War put climbing on hold. Cassin joined the partisans but kept his job in a factory producing military equipment – a reserved occupation – to avoid suspicion. He became the leader of a climbers' section, liaising with partisans in the mountains and hiding arms and ammunition in his house. Lecco was strategically important and the scene of fierce street fighting in April 1945. Cassin's close friend Vittorio Ratti was shot dead at his side in one exchange while Cassin himself was injured in the arm and face.
After the war, Cassin's life as an alpinist matured. He turned more to the greater ranges for adventure and adopted a father role to the next generation of Italian climbers. In 1946 he was asked to be the leader of a newly-formed group of activists, the Ragni della Grignetta or "Lecco Spiders". More first ascents and some notable repeats followed. Today, when so many top climbers turn professional, it is sobering to note that Cassin crammed his routes into holidays and weekends, and was always back at his bench on Monday morning. Later it was a desk, as he rose from shop floor to manager and then founded his own company manufacturing crampons, ice axes and other climbing paraphernalia.
In 1953 came his first trip to the great peaks of Asia, and with it the seeds of bitterness. Professor Ardito Desio was organising a major expedition to K2, then unclimbed, intent on planting the Italian flag on the world's second highest summit. Cassin escorted Desio on a reconnaissance up the Baltoro glacier, spending 32 days on the march. But to his intense disappointment and anger he was excluded from the main expedition the following year. (It was successful, but not a happy show.)
Purportedly, Cassin was dropped on health grounds, but he believes the professor was afraid of being overshadowed by a "simple" climber who was a sporting hero to Italians. Both men regarded themselves as leaders, and the autocratic scientist was unlikely to have taken kindly to advice from a former bellows-boy. Cassin's retort came in the autumn of 1957 when he returned to the Baltoro as leader of an expedition to the magnificent Gasherbrum IV. Walter Bonatti and Carlo Mauri reached the 7,925m-summit after some of the hardest technical climbing then accomplished at altitude.

### Rows
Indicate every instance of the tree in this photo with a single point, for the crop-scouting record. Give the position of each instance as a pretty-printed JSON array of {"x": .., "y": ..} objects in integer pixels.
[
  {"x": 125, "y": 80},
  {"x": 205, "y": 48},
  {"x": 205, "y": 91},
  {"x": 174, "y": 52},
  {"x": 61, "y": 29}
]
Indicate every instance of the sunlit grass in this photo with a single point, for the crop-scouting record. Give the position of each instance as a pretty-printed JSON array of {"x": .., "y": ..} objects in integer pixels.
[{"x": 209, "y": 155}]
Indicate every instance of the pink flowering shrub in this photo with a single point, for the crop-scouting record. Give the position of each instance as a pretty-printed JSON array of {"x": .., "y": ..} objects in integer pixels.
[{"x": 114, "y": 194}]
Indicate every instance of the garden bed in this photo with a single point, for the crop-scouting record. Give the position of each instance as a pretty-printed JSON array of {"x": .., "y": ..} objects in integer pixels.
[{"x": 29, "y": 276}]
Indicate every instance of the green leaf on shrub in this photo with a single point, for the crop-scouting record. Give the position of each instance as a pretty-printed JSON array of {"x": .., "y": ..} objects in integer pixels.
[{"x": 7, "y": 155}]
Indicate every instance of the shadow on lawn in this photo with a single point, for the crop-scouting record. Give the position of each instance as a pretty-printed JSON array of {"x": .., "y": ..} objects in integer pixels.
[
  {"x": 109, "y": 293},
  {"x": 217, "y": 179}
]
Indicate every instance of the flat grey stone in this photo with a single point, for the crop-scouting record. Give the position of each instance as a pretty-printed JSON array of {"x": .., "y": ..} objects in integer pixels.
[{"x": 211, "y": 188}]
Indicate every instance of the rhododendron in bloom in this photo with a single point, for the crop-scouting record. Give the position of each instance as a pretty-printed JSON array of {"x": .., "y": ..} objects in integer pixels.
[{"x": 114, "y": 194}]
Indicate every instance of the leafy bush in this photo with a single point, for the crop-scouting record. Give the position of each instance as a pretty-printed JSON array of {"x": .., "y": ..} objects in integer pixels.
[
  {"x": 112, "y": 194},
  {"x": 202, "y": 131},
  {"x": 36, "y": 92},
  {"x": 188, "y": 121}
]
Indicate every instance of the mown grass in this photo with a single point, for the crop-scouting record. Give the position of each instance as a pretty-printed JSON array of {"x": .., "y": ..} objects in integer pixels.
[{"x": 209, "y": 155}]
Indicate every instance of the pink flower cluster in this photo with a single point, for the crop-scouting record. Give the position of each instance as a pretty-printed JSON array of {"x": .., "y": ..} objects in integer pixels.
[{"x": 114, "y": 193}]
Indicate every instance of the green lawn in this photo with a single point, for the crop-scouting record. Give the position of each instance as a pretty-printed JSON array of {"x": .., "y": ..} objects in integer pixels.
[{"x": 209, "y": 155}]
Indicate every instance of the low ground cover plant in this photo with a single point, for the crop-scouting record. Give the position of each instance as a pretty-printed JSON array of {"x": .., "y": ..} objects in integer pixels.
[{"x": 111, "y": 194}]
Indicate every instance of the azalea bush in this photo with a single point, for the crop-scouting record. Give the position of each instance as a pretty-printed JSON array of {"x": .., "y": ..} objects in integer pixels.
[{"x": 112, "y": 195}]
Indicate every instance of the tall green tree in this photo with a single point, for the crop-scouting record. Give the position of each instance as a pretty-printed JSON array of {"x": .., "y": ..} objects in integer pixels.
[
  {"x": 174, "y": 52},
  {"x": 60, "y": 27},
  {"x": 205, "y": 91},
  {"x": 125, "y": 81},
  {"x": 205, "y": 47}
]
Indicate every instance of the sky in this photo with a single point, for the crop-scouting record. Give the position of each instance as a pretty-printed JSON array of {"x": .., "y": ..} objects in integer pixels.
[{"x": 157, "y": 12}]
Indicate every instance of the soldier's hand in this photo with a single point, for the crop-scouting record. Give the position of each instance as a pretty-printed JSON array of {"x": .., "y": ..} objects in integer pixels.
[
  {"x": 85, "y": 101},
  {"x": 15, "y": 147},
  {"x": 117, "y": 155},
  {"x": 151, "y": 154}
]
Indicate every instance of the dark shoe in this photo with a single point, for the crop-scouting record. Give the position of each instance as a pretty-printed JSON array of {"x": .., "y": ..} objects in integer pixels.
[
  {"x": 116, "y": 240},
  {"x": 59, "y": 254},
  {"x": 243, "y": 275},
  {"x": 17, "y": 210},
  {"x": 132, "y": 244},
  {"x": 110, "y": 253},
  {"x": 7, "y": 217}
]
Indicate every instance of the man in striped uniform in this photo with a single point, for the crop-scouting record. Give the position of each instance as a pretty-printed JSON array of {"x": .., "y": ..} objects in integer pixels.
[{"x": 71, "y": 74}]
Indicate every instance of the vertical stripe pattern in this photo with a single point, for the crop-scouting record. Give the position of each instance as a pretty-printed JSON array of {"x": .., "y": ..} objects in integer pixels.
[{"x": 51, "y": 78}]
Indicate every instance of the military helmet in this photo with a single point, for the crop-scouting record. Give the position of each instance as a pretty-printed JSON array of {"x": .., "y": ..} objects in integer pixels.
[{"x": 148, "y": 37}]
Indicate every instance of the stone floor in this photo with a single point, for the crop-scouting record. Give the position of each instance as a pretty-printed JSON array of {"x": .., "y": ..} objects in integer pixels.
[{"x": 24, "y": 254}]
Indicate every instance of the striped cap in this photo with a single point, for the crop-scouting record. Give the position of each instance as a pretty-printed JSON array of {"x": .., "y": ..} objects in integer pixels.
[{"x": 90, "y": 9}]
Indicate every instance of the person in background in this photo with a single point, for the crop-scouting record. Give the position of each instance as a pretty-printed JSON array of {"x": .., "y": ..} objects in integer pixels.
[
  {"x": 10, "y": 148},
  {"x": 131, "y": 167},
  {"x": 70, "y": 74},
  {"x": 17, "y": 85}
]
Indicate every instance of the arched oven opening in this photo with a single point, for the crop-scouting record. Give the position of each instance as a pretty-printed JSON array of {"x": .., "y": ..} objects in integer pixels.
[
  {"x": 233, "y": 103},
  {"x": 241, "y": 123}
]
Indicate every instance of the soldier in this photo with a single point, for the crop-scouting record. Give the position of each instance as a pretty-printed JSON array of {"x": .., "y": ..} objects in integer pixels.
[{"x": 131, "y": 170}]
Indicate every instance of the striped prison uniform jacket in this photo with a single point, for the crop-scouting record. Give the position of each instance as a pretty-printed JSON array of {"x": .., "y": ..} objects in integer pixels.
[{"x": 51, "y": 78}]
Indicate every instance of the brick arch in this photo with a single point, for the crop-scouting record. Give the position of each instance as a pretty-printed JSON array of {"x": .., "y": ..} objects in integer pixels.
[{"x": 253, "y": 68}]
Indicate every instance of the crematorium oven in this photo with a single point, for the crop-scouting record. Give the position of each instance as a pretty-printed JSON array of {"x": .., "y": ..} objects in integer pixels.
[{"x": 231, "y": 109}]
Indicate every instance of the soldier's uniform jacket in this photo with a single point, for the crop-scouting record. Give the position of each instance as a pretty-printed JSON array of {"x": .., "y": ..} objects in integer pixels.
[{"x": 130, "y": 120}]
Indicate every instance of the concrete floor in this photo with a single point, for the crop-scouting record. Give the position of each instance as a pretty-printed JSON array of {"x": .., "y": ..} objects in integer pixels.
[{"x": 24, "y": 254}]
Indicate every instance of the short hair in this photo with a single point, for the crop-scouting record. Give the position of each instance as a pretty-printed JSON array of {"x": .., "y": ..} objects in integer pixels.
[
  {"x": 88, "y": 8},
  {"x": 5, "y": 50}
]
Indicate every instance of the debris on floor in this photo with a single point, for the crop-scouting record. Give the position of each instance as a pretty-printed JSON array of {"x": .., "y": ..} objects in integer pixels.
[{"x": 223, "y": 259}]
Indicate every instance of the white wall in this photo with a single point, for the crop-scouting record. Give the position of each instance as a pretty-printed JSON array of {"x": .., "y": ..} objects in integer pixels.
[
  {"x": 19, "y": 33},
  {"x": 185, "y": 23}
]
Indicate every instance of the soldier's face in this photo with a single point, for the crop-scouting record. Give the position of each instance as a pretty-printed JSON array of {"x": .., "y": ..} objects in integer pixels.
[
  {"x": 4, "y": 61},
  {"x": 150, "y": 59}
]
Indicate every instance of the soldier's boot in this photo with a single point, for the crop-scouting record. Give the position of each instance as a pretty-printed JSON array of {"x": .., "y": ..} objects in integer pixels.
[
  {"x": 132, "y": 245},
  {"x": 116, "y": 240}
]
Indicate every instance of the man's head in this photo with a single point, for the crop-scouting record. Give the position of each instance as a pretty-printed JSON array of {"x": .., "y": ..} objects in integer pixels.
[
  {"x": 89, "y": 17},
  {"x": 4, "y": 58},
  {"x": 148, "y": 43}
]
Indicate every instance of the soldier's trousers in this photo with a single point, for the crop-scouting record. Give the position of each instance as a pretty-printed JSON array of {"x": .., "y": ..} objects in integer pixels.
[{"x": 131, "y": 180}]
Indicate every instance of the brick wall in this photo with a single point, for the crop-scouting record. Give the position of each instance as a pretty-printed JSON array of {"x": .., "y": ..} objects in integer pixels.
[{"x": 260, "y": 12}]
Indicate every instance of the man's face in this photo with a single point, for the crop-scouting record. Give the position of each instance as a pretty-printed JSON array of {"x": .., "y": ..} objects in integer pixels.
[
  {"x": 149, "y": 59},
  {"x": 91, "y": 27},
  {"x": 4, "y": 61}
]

### Work to complete
Condense the paragraph of the Cassin text that begins "In 1953 came his first trip" into a short bulleted list that keeps its main facts.

### Solution to the problem
- In 1953 Cassin made his first trip to the great peaks of Asia, which planted the seeds of bitterness.
- Professor Ardito Desio was organizing a major expedition to K2, then unclimbed, to plant the Italian flag on the world's second highest summit.
- Cassin escorted Desio on a reconnaissance up the Baltoro glacier, spending 32 days on the march.
- To his intense disappointment and anger, he was left out of the main expedition the following year.
- That expedition succeeded but was not a happy one.